> **Task item A**
List the three degrees that the Shrine history text says a man must receive to be a fully accepted "Blue Lodge" Mason.
> **Task item B**
According to the Shrine history text, which degree must a man have achieved to be eligible to petition for Shrine membership?

> **Text shown**
[Start of Attachment]

A Short History of the Shrine Organization


Members of the Ancient Arabic Order of the Nobles of the Mystic Shrine for North America are members of the Masonic fraternity and adhere to the principles of Freemasonary – brotherly love, relief and truth.

Freemasonry dates back hundreds of years to when stonemasons and other craftsman on building projects gathered in shelter houses or lodges. Through the years, these gatherings changed in many ways until formal Masonic lodges emerged, with members bound together not by trade, but by their own wishes to be fraternal brothers.

There is no higher degree in Masonry than Master Mason (the Third Degree). A man is a fully accepted “Blue Lodge” Mason after he has received the first three degrees, known as Entered Apprentice, Fellow Craft and Master Mason. However, for Mason who would like to receive additional instruction and explanation regarding the allegory and symbolism learned in the Masonic Lodge, the Scottish Rite and York Rite bodies elaborate on the basic tenets of Freemasonry. To be eligible to petition for membership in the Shrine, a man must have achieved the Master Mason degree.

[End of Attachment]

> **Saved data entries**

[Start of Attachment]

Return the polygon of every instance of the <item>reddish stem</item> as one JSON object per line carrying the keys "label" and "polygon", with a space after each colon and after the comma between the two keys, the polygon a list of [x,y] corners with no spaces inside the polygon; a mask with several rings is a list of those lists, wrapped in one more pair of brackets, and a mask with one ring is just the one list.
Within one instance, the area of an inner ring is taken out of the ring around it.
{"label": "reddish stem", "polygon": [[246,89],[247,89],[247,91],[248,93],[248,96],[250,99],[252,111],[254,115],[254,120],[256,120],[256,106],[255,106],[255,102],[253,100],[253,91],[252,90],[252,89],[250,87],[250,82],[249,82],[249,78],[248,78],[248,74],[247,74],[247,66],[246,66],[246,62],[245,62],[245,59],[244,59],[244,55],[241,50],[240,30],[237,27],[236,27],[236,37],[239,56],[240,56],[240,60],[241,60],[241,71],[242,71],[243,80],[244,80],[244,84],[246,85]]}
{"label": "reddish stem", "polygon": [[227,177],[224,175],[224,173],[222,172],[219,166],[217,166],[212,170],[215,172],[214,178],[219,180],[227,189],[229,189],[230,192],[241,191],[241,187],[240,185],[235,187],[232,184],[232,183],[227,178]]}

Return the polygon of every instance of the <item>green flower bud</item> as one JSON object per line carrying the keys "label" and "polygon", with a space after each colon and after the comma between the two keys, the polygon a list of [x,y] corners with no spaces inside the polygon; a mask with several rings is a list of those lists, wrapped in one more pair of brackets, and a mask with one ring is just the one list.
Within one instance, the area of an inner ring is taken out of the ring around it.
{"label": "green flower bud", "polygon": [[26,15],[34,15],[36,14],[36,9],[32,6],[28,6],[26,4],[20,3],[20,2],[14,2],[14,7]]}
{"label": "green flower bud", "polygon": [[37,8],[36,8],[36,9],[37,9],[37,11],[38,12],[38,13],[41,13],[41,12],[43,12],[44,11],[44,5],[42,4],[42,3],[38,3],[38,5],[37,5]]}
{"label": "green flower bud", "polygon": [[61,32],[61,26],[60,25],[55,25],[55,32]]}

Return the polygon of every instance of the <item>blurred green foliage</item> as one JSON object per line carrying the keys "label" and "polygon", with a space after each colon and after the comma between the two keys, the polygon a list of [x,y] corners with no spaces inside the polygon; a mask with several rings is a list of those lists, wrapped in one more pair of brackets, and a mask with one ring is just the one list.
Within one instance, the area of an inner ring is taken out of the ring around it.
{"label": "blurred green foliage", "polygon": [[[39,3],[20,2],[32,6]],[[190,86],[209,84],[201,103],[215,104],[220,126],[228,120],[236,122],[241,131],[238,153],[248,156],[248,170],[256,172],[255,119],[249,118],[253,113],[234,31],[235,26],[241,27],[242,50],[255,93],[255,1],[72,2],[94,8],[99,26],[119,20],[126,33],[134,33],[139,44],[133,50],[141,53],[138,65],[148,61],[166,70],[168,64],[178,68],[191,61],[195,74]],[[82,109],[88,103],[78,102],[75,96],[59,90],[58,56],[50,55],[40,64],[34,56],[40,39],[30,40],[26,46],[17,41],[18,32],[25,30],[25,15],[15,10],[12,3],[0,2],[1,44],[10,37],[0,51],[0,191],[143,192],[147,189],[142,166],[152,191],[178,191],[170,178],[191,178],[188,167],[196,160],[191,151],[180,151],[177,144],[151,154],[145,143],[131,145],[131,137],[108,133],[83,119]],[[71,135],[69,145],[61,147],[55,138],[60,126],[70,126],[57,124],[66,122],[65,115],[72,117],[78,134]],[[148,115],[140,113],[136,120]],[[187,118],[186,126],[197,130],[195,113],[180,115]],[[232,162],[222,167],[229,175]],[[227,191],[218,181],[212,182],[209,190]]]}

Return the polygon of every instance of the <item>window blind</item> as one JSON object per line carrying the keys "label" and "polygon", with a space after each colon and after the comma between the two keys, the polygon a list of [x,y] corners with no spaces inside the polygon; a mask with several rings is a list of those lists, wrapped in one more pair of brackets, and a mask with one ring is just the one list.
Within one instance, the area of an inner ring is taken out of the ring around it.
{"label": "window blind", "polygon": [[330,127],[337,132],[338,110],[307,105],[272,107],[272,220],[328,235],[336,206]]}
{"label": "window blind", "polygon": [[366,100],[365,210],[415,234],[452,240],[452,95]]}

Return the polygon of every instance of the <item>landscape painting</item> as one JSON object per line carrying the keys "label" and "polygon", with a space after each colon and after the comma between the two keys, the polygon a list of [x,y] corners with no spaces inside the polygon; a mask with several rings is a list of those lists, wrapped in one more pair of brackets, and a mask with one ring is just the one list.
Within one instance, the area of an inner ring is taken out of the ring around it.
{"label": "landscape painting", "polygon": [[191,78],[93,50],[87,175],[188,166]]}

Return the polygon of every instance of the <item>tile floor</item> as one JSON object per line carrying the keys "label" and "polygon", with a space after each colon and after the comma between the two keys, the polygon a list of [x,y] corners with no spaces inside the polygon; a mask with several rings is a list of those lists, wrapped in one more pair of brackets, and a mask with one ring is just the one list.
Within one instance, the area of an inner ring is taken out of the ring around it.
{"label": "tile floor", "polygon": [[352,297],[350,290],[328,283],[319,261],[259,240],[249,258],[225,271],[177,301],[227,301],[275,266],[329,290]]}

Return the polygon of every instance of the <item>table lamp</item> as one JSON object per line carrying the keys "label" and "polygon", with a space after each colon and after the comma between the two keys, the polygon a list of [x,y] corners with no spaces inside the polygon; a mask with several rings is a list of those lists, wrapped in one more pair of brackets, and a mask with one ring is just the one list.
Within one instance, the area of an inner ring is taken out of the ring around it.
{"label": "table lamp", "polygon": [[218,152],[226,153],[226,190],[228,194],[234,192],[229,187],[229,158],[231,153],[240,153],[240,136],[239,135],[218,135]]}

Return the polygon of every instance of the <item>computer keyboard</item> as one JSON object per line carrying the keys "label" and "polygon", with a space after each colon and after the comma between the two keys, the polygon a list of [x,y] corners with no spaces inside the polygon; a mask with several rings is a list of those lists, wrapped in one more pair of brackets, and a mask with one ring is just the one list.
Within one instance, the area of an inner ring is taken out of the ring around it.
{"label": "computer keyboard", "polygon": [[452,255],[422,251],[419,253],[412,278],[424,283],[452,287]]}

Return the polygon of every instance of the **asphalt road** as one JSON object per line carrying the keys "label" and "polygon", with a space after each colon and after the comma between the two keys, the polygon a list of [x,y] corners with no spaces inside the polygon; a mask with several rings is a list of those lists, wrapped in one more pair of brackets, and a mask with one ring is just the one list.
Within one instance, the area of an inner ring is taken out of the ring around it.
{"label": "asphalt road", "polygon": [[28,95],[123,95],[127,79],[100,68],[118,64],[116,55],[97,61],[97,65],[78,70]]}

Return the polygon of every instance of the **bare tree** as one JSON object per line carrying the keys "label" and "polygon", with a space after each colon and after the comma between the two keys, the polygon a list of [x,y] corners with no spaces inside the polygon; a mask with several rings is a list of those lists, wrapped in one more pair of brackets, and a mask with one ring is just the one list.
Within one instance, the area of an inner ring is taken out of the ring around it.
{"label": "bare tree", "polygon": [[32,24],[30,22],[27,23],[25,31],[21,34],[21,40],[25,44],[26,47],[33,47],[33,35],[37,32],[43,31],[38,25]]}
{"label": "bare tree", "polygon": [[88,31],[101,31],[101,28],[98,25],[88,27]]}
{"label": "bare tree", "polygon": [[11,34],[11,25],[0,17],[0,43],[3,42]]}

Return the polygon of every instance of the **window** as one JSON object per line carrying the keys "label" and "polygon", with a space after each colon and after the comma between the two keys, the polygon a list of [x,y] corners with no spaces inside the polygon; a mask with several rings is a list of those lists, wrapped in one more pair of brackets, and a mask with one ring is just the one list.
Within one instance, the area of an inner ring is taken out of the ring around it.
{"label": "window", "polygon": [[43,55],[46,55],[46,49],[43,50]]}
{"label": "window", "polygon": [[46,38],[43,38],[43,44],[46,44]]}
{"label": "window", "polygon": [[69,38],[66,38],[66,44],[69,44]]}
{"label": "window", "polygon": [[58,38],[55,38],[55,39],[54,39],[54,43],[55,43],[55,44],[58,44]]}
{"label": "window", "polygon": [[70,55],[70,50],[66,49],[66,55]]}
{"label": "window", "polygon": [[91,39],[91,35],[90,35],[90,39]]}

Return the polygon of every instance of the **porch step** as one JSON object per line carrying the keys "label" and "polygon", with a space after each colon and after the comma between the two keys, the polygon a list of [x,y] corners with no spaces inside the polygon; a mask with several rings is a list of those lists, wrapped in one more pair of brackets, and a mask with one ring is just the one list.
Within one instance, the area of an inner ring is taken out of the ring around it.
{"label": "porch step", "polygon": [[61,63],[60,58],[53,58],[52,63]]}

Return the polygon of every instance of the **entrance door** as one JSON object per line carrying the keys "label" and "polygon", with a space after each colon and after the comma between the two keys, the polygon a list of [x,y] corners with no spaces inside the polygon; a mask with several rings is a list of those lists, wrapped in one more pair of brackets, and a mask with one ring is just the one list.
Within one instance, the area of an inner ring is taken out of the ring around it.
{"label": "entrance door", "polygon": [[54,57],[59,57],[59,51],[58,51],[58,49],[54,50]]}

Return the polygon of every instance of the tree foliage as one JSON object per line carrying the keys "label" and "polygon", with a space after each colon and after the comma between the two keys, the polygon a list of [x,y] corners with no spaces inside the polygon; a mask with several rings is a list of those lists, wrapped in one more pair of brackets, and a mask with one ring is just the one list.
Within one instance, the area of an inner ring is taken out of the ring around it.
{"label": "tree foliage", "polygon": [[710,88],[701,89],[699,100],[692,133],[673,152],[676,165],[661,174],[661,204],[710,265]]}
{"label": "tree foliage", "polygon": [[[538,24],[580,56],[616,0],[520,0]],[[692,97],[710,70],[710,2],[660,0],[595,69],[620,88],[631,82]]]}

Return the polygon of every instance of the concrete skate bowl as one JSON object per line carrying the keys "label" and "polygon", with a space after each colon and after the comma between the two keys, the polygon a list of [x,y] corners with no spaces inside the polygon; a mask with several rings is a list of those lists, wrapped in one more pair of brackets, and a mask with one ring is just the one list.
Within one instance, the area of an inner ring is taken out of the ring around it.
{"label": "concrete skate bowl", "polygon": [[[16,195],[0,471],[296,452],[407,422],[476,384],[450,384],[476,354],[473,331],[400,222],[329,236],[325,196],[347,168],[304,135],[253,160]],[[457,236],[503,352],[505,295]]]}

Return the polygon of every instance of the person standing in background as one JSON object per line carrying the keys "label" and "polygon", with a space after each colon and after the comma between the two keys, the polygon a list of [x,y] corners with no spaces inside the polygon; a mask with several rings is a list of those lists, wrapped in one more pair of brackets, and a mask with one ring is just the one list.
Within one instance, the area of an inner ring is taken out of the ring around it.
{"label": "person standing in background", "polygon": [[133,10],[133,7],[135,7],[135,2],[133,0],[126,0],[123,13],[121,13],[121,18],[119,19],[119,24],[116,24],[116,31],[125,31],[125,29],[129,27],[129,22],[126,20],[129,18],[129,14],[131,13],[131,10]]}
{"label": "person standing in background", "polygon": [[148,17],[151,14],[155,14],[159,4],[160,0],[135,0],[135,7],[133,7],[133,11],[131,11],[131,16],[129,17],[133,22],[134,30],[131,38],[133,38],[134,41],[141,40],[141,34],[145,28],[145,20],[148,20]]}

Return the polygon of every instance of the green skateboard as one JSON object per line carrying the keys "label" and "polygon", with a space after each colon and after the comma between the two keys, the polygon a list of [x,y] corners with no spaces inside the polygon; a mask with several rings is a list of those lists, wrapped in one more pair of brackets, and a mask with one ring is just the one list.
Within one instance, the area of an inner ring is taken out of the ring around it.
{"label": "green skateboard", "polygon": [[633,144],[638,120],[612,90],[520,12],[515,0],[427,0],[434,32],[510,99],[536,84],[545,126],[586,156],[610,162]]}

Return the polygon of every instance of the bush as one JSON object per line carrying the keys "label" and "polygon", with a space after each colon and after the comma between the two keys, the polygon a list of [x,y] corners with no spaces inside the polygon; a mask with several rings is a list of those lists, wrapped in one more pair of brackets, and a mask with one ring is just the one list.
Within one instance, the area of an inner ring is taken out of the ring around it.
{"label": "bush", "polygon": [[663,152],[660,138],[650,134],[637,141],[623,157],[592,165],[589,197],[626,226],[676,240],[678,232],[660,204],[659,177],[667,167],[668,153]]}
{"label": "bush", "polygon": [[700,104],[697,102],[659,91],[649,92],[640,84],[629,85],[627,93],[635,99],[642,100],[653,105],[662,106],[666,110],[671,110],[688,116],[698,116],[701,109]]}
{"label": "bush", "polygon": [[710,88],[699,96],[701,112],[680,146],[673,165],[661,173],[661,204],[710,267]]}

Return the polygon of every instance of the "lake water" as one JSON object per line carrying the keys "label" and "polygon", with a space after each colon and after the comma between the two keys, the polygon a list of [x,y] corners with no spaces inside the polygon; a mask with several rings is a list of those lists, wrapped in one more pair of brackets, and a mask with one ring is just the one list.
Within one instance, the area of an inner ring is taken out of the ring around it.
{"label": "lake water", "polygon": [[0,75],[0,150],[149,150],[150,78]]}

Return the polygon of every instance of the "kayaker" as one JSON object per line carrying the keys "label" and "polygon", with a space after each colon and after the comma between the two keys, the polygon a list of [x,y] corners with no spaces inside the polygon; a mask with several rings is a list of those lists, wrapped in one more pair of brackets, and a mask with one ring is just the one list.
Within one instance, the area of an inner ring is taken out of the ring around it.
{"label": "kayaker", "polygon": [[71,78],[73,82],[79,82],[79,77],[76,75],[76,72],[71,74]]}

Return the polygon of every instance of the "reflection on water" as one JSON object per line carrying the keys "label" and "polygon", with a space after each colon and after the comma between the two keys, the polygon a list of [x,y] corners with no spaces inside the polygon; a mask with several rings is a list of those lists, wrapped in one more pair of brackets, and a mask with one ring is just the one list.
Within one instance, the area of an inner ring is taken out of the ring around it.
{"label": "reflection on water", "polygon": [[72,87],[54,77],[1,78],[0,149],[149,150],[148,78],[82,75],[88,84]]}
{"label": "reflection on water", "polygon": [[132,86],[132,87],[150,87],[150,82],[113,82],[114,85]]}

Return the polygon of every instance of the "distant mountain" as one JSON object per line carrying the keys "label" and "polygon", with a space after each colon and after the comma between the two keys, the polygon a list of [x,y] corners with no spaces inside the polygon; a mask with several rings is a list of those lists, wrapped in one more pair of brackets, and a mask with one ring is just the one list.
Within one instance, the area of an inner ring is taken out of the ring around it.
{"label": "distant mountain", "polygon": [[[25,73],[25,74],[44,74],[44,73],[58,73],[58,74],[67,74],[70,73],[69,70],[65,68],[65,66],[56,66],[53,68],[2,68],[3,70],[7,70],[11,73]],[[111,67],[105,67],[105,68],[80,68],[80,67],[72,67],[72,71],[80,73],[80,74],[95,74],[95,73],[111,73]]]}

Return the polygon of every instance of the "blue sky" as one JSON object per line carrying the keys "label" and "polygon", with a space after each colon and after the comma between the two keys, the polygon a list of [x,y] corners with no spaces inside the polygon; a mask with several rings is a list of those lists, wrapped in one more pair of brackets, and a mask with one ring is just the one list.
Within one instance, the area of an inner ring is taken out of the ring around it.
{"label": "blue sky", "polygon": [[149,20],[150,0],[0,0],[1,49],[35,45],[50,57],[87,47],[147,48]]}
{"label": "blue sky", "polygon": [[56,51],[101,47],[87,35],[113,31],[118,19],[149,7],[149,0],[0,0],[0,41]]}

[End of Attachment]

> **Task response A**
Entered Apprentice, Fellow Craft, Master Mason

> **Task response B**
The Master Mason degree.